(Required work): List each line of the entries below that contains the string "glass", treating uppercase and lowercase as different.

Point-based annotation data

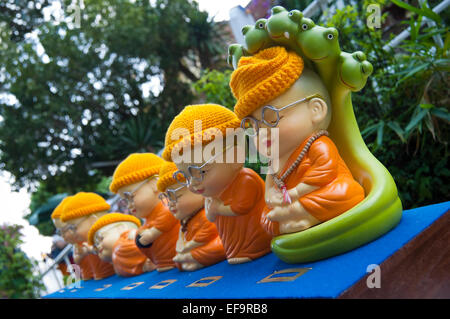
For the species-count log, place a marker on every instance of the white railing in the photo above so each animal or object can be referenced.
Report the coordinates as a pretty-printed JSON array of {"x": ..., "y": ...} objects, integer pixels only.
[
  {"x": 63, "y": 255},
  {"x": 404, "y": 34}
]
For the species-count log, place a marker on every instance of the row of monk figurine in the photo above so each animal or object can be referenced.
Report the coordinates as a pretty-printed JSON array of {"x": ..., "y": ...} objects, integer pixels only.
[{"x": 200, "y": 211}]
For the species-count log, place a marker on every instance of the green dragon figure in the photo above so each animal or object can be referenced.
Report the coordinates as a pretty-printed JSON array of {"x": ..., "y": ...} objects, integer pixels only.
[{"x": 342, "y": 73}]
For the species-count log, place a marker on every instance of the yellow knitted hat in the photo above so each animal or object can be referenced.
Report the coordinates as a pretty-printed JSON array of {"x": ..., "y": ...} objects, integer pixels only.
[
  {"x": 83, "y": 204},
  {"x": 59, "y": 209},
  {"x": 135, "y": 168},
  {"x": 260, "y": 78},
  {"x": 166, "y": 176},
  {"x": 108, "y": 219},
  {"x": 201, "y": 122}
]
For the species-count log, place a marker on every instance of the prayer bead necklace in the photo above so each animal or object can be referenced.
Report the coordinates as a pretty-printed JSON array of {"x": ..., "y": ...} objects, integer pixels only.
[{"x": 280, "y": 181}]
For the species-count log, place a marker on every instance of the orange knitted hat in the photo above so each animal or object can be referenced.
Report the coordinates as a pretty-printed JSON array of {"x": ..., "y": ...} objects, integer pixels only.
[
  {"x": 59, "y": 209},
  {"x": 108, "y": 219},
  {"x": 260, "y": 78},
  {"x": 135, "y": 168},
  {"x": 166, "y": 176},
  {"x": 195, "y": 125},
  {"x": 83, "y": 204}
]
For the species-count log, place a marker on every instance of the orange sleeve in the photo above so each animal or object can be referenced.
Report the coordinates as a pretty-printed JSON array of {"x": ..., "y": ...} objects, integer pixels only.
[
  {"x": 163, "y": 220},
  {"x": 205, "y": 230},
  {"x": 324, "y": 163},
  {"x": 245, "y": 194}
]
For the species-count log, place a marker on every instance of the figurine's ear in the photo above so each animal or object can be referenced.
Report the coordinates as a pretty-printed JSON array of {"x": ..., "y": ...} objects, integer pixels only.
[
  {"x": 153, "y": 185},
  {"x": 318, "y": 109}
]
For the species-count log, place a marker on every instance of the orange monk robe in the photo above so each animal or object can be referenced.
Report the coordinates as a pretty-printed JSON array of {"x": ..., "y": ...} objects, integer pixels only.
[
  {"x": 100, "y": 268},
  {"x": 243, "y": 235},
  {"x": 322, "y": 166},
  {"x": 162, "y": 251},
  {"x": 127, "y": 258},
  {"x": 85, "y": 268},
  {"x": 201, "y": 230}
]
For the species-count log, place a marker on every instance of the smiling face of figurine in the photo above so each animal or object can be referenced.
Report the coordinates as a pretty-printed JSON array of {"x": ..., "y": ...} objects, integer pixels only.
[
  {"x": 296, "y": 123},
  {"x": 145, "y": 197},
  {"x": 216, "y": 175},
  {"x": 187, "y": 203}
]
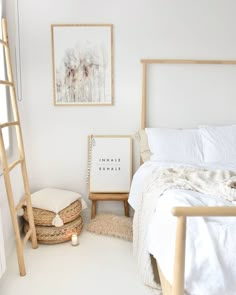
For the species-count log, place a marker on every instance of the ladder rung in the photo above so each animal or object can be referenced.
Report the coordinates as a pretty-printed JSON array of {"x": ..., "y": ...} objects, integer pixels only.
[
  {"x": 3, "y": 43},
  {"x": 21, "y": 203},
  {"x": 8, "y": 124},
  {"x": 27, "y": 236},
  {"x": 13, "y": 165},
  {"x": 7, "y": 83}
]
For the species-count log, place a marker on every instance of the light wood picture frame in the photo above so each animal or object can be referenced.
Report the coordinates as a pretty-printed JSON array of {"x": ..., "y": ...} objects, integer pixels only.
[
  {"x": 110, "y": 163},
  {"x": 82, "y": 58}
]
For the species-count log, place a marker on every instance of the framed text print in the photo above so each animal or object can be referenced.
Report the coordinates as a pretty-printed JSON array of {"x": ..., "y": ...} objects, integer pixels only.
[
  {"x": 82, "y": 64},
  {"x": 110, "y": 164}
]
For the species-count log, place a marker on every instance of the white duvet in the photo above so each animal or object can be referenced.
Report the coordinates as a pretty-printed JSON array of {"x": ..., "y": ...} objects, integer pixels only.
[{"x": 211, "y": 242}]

--

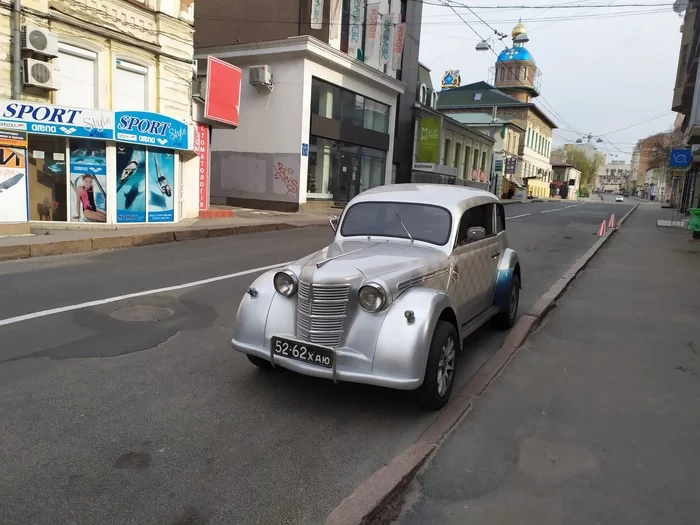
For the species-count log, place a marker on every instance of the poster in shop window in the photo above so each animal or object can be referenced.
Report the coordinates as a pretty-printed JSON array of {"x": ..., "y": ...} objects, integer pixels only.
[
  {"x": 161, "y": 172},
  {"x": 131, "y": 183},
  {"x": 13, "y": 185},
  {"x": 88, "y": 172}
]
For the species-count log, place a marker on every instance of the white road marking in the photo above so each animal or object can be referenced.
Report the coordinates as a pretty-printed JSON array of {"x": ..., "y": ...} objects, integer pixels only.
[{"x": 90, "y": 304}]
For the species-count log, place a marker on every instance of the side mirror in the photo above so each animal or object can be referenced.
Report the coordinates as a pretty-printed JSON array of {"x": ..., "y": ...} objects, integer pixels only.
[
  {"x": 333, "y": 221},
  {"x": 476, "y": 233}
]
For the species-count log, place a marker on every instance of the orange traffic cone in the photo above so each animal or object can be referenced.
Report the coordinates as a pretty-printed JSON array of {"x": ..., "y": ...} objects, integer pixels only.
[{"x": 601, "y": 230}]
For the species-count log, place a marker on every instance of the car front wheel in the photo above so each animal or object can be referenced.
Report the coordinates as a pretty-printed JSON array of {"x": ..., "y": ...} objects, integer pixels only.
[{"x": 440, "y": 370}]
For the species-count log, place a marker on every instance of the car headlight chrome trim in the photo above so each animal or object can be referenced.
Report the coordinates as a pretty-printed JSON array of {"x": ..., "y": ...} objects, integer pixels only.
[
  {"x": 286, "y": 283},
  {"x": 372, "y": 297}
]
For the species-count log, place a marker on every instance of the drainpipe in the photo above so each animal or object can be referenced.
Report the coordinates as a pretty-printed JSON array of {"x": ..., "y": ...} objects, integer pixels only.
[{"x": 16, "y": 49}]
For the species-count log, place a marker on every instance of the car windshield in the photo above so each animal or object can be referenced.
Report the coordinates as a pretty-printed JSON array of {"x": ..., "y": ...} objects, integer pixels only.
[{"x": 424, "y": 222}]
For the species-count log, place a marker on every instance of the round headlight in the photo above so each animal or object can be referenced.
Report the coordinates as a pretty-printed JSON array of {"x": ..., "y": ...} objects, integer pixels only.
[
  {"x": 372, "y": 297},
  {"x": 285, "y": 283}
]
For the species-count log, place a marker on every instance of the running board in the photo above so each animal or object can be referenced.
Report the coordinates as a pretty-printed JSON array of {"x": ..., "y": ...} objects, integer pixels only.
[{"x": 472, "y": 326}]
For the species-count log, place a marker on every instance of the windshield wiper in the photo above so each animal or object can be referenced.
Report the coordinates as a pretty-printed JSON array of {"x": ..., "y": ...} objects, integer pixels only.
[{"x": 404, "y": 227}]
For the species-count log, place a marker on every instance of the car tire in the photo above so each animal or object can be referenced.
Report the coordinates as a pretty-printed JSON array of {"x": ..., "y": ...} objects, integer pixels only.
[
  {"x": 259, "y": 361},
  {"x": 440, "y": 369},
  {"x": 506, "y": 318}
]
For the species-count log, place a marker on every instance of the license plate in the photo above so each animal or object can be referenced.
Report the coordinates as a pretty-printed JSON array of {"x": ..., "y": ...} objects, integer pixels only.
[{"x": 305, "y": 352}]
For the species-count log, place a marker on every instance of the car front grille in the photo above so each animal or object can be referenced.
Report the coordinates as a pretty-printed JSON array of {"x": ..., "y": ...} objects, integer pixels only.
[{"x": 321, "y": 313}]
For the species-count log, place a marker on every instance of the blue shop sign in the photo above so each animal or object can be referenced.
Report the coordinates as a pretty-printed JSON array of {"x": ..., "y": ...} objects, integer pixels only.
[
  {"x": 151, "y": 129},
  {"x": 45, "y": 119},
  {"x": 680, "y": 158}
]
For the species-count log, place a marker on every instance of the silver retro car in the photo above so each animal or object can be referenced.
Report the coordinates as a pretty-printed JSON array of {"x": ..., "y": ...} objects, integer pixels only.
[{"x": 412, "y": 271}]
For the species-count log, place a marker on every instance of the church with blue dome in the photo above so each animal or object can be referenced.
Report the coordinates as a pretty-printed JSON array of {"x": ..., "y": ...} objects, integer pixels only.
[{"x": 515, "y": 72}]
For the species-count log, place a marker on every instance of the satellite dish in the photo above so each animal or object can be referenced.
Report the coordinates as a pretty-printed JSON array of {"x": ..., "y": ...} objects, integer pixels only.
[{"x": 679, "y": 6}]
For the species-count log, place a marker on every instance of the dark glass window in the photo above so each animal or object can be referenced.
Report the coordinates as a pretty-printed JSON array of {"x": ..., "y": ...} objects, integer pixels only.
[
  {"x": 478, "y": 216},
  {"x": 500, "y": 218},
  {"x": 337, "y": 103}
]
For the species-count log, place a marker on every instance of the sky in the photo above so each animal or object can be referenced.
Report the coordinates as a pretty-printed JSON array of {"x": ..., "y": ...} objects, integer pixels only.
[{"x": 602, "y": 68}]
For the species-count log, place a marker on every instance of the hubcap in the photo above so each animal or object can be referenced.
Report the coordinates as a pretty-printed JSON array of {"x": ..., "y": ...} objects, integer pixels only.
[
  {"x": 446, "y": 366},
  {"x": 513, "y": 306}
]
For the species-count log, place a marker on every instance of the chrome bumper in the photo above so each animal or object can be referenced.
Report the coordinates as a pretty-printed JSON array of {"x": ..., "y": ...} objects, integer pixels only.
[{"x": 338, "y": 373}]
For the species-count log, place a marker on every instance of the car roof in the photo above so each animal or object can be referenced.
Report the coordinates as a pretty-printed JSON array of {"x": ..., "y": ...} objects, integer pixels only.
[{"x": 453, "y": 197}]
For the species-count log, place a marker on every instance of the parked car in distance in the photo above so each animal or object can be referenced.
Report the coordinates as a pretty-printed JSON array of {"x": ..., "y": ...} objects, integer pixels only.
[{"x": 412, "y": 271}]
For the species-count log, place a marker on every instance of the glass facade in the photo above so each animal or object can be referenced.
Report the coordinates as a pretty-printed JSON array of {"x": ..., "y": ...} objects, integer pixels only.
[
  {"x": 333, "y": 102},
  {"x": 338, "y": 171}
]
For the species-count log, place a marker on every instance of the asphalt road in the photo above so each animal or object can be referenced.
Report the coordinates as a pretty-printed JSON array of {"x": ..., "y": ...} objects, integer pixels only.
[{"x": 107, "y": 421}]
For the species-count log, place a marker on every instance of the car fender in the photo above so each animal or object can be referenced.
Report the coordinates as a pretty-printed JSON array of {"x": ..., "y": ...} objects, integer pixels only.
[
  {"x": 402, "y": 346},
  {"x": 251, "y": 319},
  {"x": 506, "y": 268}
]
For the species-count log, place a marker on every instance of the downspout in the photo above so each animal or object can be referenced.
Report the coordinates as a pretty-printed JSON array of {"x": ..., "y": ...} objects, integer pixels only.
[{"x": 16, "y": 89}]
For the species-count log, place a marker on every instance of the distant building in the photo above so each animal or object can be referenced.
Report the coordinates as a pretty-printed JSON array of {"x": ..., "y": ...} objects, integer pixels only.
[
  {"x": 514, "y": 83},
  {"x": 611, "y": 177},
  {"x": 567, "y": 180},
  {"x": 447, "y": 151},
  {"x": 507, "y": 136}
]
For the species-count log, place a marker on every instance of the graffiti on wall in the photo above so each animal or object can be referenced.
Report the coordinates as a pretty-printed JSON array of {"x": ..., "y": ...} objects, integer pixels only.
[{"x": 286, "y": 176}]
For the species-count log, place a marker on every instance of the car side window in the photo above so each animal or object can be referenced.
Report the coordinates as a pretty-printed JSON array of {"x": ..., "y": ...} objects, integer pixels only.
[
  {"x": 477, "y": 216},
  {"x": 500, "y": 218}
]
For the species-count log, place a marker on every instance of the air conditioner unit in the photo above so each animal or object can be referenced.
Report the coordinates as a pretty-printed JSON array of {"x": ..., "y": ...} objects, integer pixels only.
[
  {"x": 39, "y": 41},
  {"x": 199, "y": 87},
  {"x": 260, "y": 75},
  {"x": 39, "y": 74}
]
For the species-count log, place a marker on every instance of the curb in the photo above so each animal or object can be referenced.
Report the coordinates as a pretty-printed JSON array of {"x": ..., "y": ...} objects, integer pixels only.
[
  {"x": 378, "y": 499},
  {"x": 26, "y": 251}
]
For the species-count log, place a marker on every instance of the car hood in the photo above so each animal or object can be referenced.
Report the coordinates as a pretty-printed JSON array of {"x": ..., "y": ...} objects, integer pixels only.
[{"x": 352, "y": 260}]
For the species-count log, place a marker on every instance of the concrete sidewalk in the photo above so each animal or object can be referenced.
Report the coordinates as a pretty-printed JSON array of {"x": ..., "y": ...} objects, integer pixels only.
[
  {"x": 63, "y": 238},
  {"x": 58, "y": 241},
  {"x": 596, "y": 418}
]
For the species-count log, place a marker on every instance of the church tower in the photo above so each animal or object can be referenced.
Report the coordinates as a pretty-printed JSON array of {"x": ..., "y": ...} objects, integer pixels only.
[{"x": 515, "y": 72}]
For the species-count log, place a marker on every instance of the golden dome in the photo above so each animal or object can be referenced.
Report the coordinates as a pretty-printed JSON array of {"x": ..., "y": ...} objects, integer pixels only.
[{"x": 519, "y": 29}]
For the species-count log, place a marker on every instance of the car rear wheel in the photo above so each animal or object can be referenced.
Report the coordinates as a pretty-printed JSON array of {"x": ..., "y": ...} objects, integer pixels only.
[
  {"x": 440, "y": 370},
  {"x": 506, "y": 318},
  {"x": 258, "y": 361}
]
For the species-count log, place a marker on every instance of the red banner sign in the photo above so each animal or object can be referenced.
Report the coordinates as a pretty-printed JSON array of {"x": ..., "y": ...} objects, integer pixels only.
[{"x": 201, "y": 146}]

(Response to this exercise):
For the species-count log, place a marker on every instance of the dark glass window in the photo above so each animal or object can be referenced.
For the species-count log, place a marker on every instance of the glass facade in the photo above so each animal or object can be referenced.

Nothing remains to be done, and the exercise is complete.